» **Your task**:
Copy every line of the records that contains the string "horizontal", matching case exactly.

======

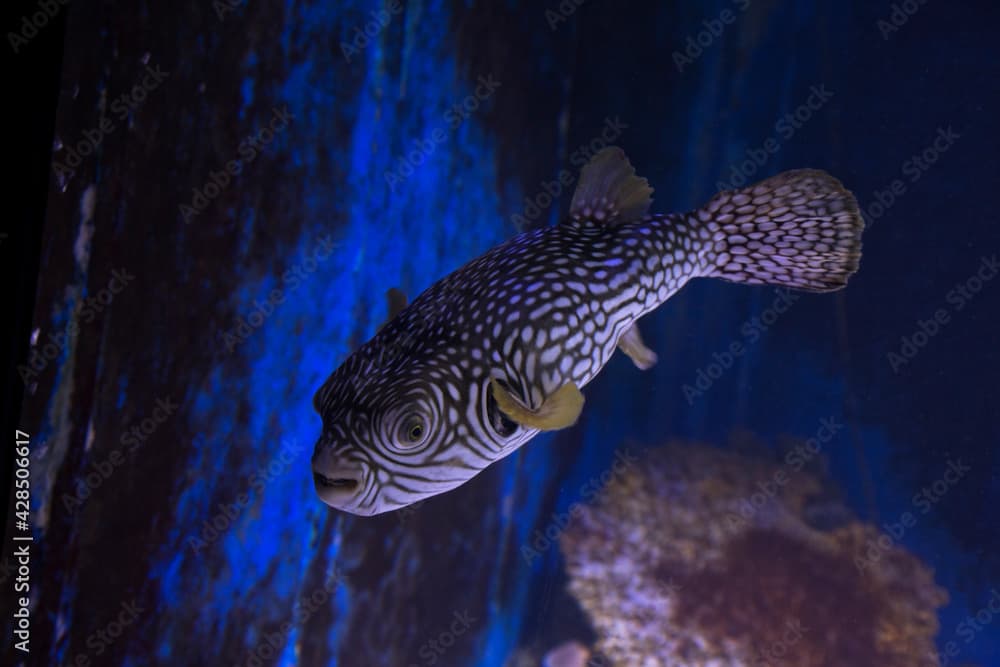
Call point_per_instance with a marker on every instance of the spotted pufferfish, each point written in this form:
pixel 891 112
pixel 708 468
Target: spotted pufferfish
pixel 498 351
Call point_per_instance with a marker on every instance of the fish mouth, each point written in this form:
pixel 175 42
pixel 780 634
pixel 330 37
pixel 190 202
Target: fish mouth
pixel 339 484
pixel 338 480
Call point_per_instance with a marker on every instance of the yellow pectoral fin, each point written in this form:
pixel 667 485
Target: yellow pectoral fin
pixel 560 410
pixel 631 344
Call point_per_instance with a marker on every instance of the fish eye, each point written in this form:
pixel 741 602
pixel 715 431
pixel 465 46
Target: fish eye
pixel 412 430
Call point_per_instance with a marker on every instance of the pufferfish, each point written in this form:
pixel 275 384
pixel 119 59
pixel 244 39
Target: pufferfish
pixel 498 351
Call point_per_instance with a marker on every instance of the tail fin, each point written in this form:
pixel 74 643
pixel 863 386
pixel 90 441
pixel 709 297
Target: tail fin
pixel 799 229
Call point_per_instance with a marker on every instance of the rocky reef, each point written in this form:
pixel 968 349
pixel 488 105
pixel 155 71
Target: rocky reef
pixel 701 556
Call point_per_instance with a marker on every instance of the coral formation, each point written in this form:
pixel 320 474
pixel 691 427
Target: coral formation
pixel 706 557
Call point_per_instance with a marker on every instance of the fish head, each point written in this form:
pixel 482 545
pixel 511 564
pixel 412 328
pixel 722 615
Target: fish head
pixel 396 434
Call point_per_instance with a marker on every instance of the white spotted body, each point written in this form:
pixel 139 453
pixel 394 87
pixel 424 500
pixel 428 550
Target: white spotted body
pixel 411 413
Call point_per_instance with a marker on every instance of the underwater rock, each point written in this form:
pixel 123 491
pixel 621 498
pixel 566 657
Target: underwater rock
pixel 706 557
pixel 568 654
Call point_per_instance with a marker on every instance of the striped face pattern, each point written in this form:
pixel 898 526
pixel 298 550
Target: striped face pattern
pixel 490 355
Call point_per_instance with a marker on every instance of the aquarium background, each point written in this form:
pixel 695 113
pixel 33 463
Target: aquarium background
pixel 171 435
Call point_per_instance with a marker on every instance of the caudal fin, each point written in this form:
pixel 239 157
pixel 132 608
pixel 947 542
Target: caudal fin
pixel 799 229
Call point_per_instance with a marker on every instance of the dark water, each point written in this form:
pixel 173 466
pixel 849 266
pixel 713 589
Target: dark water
pixel 810 478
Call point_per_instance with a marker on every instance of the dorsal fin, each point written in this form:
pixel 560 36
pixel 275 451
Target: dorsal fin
pixel 609 191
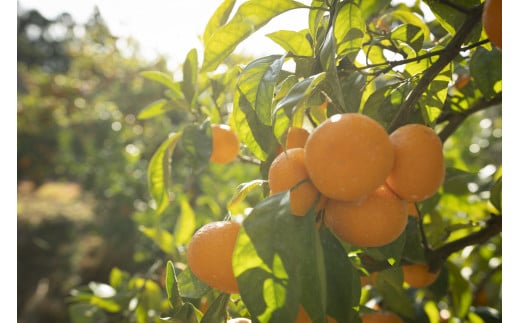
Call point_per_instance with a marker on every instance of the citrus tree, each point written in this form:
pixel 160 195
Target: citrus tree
pixel 375 189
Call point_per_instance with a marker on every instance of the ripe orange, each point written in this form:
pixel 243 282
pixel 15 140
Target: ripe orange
pixel 418 275
pixel 225 144
pixel 492 21
pixel 210 252
pixel 411 209
pixel 372 222
pixel 348 156
pixel 418 170
pixel 296 138
pixel 287 171
pixel 381 317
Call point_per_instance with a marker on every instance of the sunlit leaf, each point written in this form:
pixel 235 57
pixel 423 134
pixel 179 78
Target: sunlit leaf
pixel 293 42
pixel 159 172
pixel 281 254
pixel 249 17
pixel 349 30
pixel 257 82
pixel 162 238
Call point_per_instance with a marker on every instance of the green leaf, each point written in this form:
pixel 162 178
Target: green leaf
pixel 349 31
pixel 250 16
pixel 190 73
pixel 242 191
pixel 293 42
pixel 257 136
pixel 190 286
pixel 196 141
pixel 186 223
pixel 217 312
pixel 389 284
pixel 172 288
pixel 154 109
pixel 486 71
pixel 162 78
pixel 162 238
pixel 218 19
pixel 496 194
pixel 159 172
pixel 343 284
pixel 257 82
pixel 409 34
pixel 279 263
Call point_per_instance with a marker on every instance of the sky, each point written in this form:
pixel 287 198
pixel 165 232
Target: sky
pixel 167 27
pixel 173 27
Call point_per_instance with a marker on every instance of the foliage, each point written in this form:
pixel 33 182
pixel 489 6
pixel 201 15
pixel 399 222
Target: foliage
pixel 383 59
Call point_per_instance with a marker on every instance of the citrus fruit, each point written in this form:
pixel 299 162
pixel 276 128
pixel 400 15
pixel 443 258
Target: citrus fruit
pixel 381 317
pixel 418 170
pixel 371 222
pixel 288 172
pixel 411 208
pixel 225 144
pixel 348 156
pixel 210 252
pixel 492 21
pixel 418 275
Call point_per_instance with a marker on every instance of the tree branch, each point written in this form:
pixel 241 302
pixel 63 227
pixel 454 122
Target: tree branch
pixel 451 52
pixel 456 119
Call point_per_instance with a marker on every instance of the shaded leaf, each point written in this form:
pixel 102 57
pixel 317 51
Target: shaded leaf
pixel 159 172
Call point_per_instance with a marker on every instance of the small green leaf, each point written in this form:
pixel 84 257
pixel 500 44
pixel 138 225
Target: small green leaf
pixel 293 42
pixel 486 71
pixel 159 172
pixel 154 109
pixel 250 16
pixel 217 312
pixel 162 78
pixel 496 194
pixel 349 31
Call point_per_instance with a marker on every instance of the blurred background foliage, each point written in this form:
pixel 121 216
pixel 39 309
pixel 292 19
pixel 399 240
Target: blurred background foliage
pixel 84 210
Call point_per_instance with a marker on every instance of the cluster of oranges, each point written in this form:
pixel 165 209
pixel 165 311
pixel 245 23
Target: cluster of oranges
pixel 363 178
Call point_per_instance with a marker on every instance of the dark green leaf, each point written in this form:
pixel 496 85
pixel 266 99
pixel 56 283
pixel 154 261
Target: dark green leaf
pixel 217 312
pixel 496 194
pixel 343 284
pixel 159 172
pixel 257 82
pixel 190 73
pixel 196 141
pixel 282 254
pixel 486 71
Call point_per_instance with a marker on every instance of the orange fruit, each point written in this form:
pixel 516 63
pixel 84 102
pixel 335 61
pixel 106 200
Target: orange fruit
pixel 492 21
pixel 372 222
pixel 288 172
pixel 381 317
pixel 210 253
pixel 303 317
pixel 418 170
pixel 225 144
pixel 418 275
pixel 348 156
pixel 411 209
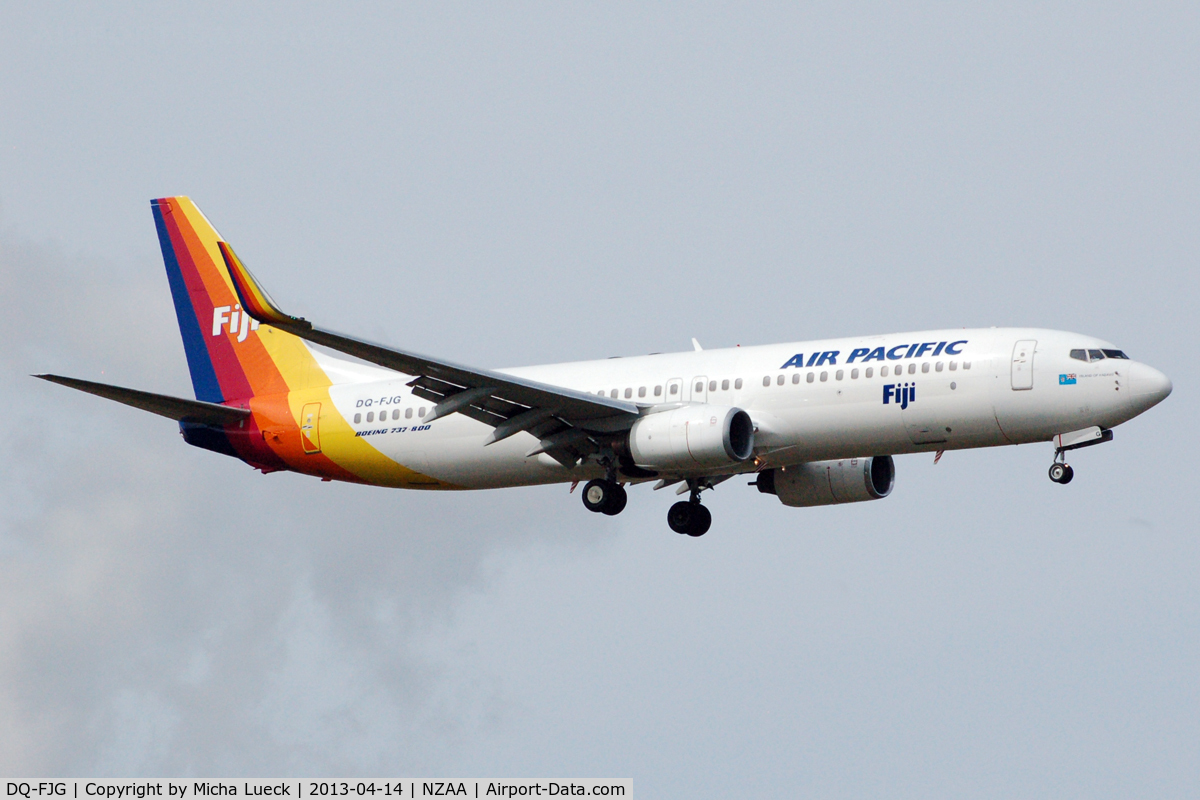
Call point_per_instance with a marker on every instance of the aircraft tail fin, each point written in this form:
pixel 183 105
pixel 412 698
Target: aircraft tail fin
pixel 231 356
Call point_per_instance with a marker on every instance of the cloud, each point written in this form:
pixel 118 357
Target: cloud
pixel 168 611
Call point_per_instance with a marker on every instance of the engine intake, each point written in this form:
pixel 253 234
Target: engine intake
pixel 693 437
pixel 828 482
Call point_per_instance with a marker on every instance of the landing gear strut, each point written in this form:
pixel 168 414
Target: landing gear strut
pixel 689 517
pixel 1061 473
pixel 605 497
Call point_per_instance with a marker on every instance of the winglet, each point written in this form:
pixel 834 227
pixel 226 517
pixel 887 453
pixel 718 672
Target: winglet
pixel 253 298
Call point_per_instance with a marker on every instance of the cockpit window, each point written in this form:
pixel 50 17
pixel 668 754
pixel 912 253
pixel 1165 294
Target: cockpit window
pixel 1097 355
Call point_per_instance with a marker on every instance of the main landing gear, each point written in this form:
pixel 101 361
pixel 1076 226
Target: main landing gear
pixel 605 497
pixel 689 517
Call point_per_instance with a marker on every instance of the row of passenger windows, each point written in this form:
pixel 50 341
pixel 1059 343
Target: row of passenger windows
pixel 395 415
pixel 1097 355
pixel 868 373
pixel 673 389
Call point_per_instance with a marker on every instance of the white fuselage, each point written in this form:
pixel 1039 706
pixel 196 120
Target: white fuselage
pixel 809 401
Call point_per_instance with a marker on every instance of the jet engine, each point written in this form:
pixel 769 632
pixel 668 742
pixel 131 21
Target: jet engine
pixel 827 482
pixel 691 437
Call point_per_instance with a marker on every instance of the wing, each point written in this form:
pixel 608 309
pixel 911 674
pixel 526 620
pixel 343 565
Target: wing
pixel 174 408
pixel 568 423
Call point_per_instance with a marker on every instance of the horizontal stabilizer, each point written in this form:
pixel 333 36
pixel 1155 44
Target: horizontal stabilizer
pixel 173 408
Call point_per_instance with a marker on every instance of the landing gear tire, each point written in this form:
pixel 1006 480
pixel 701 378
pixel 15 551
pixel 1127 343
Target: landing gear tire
pixel 1061 473
pixel 605 497
pixel 689 518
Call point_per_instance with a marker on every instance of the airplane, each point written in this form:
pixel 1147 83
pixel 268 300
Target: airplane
pixel 811 422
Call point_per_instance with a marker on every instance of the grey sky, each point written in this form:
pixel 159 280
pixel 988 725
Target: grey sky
pixel 531 184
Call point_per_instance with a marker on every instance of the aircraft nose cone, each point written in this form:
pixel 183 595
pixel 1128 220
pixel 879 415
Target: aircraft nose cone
pixel 1147 386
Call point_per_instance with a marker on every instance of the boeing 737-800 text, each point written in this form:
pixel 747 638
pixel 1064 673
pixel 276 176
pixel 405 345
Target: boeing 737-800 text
pixel 815 422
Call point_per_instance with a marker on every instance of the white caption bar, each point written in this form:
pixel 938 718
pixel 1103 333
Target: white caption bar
pixel 357 789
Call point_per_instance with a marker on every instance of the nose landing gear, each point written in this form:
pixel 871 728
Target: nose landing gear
pixel 605 497
pixel 1061 473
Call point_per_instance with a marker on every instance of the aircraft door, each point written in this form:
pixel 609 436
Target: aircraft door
pixel 310 433
pixel 1023 365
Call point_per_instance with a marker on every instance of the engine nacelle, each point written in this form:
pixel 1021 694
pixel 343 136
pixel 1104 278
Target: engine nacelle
pixel 693 437
pixel 826 482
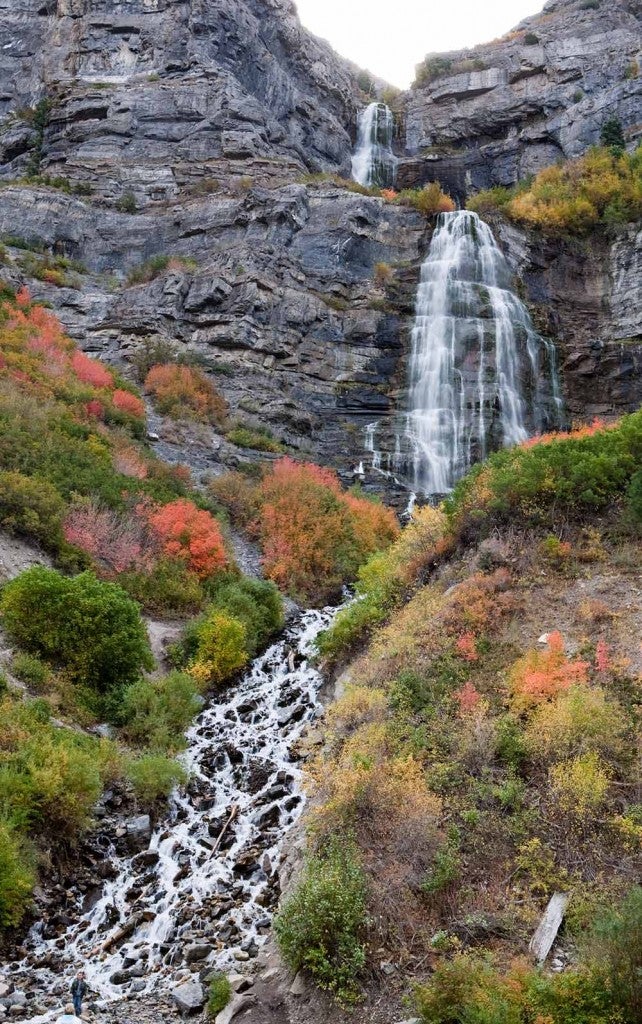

======

» **Task answer**:
Call point_per_instance with a marker on every instance of the horizontal stabilizer, each point written in this form:
Target: horizontal stabilizer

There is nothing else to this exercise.